WHAT YOU HAVE TO DO: Reply solely with the number of lines, in the records underneath, that include the word "smile".

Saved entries
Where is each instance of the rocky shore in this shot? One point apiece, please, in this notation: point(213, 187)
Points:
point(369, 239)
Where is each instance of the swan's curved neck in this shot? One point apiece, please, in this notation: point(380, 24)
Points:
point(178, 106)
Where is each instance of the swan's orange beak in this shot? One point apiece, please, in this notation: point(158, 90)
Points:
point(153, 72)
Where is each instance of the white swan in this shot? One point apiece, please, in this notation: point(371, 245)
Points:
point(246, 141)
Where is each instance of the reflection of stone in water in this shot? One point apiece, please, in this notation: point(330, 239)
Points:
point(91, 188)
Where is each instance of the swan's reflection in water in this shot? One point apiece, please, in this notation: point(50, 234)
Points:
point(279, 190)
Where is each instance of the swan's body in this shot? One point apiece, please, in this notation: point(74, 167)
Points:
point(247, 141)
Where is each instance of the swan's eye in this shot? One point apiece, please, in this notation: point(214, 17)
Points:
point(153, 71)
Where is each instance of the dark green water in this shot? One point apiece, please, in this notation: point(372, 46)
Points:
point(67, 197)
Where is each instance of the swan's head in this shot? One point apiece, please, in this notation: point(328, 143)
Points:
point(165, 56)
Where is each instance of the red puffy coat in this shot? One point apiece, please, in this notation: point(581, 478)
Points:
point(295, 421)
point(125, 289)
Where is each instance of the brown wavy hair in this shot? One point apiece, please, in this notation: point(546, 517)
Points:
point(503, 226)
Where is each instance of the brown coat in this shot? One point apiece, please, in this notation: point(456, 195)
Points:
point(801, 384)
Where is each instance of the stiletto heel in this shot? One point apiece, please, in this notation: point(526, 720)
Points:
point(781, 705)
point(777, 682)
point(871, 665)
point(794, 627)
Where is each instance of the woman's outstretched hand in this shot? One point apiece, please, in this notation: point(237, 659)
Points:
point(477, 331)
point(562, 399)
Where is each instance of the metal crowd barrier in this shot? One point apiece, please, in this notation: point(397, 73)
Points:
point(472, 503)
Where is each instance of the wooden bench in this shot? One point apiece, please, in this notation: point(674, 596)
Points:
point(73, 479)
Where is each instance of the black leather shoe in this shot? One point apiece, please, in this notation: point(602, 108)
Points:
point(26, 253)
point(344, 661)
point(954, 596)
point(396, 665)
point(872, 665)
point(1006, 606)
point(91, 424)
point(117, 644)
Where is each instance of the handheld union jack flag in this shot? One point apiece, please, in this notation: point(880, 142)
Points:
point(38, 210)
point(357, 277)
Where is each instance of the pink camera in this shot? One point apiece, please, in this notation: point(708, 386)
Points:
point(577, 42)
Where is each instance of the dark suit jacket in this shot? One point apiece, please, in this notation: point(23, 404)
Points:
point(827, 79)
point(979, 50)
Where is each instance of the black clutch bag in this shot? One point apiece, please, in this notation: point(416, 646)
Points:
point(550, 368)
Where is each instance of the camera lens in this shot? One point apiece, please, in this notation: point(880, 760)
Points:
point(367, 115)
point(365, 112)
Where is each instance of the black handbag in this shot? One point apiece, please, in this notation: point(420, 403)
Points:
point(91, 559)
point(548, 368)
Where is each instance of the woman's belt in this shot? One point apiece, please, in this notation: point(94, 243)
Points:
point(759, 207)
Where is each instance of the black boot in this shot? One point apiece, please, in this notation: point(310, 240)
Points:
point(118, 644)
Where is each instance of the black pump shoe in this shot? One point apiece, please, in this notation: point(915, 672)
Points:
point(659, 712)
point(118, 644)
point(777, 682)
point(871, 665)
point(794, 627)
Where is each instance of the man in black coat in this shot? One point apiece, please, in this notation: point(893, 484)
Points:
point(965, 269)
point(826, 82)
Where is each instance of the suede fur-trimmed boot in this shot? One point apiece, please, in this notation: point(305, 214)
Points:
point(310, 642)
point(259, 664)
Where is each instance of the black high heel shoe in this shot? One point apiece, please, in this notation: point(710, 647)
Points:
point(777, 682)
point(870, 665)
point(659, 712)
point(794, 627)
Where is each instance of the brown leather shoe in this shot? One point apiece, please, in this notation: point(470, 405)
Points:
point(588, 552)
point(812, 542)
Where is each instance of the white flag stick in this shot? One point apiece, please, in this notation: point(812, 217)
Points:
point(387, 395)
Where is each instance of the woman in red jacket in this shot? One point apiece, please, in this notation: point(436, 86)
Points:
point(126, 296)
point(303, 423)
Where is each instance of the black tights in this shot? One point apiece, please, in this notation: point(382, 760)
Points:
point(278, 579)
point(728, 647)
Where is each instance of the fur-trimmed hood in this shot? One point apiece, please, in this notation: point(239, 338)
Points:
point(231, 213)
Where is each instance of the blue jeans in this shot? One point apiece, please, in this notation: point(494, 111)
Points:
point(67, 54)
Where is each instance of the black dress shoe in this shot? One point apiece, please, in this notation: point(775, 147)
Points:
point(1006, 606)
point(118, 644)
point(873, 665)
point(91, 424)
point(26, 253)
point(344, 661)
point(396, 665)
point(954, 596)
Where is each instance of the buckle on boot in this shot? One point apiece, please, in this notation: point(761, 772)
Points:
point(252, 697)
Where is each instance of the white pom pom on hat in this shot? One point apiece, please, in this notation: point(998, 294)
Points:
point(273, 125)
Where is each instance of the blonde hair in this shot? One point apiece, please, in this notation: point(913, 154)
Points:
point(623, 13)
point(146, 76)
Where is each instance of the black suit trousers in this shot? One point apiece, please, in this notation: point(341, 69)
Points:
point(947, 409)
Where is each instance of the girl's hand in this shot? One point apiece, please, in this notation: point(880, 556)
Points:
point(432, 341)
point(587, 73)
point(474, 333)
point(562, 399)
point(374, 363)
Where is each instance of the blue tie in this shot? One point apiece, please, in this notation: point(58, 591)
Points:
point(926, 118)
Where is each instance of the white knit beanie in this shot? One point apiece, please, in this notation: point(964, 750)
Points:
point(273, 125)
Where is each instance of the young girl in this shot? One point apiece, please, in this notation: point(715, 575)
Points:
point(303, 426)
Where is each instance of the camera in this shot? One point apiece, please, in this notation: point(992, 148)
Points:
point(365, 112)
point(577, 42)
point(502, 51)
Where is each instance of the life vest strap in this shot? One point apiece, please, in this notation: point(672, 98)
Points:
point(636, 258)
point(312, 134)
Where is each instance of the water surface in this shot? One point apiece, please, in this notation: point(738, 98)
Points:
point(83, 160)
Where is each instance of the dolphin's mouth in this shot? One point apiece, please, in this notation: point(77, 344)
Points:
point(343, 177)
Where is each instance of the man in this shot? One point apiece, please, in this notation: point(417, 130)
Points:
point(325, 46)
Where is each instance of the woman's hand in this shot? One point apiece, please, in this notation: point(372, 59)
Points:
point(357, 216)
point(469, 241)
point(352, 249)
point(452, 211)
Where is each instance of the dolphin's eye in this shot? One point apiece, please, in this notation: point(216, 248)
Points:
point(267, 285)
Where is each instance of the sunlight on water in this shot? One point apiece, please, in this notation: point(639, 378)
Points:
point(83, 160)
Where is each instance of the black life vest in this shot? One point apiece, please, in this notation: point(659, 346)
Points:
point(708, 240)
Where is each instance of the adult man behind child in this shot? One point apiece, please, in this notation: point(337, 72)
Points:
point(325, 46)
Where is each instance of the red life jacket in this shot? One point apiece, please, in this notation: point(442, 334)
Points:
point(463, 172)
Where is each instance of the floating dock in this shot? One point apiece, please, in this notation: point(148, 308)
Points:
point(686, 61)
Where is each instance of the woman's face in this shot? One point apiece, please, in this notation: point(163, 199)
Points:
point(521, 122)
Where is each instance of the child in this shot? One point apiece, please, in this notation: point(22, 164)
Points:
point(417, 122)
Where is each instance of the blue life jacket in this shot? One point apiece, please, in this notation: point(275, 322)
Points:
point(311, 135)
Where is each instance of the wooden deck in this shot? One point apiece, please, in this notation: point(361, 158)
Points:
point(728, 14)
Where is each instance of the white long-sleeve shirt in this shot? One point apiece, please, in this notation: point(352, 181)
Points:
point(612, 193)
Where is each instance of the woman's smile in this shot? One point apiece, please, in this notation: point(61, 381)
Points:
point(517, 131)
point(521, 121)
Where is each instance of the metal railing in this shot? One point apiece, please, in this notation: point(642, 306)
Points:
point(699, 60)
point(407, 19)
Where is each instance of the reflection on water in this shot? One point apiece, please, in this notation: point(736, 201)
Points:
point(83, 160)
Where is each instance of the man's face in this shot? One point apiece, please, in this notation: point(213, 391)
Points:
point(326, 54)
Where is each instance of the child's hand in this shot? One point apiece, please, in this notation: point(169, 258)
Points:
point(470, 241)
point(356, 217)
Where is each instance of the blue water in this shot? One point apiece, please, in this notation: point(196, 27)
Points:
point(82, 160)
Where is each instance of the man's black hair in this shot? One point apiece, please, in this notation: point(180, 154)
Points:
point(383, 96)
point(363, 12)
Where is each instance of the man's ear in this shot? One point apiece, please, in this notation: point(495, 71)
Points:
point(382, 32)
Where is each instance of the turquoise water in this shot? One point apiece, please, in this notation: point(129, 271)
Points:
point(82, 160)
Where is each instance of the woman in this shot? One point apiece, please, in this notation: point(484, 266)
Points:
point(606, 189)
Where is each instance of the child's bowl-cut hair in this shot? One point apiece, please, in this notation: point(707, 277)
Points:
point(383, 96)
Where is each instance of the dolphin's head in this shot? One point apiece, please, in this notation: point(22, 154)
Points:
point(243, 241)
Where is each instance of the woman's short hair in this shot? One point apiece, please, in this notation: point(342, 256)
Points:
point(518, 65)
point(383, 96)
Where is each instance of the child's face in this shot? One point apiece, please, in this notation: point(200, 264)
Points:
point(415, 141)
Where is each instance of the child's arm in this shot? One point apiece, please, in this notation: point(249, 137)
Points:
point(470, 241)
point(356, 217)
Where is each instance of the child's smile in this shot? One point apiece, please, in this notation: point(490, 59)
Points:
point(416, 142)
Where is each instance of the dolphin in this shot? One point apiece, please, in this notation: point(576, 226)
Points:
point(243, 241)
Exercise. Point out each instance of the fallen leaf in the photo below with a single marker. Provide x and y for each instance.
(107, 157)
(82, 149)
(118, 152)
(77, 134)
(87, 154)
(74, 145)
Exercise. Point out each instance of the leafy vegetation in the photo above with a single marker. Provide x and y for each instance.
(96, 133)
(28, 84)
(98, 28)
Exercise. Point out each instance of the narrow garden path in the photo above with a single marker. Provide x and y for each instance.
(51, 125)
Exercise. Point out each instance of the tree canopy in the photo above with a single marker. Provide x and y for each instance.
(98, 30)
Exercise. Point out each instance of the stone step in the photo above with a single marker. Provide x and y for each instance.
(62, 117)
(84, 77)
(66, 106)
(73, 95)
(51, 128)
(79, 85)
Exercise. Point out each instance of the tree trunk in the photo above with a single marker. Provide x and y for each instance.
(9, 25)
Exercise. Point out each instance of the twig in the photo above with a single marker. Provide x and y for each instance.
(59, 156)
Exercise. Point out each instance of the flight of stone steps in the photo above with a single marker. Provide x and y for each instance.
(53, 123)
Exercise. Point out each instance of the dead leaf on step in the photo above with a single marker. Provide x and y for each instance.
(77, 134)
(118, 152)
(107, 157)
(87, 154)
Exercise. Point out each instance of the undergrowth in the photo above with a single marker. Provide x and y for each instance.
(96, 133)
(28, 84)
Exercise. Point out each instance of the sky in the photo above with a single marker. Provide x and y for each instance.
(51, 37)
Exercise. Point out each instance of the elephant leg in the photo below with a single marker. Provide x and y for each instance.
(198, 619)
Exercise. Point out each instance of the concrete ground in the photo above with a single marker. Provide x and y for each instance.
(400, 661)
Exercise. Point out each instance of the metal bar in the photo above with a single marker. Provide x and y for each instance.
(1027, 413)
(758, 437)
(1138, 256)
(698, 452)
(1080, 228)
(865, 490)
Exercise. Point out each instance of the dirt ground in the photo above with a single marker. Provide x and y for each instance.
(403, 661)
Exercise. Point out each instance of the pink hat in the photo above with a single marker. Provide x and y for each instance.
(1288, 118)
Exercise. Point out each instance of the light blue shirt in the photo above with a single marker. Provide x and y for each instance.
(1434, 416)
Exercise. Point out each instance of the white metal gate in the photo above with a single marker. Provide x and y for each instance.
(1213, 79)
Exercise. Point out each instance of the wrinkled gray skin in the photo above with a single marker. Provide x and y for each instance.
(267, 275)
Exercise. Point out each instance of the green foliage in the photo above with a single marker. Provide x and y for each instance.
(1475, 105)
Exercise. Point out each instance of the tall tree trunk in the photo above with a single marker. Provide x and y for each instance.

OUTPUT OF THE EXERCISE: 2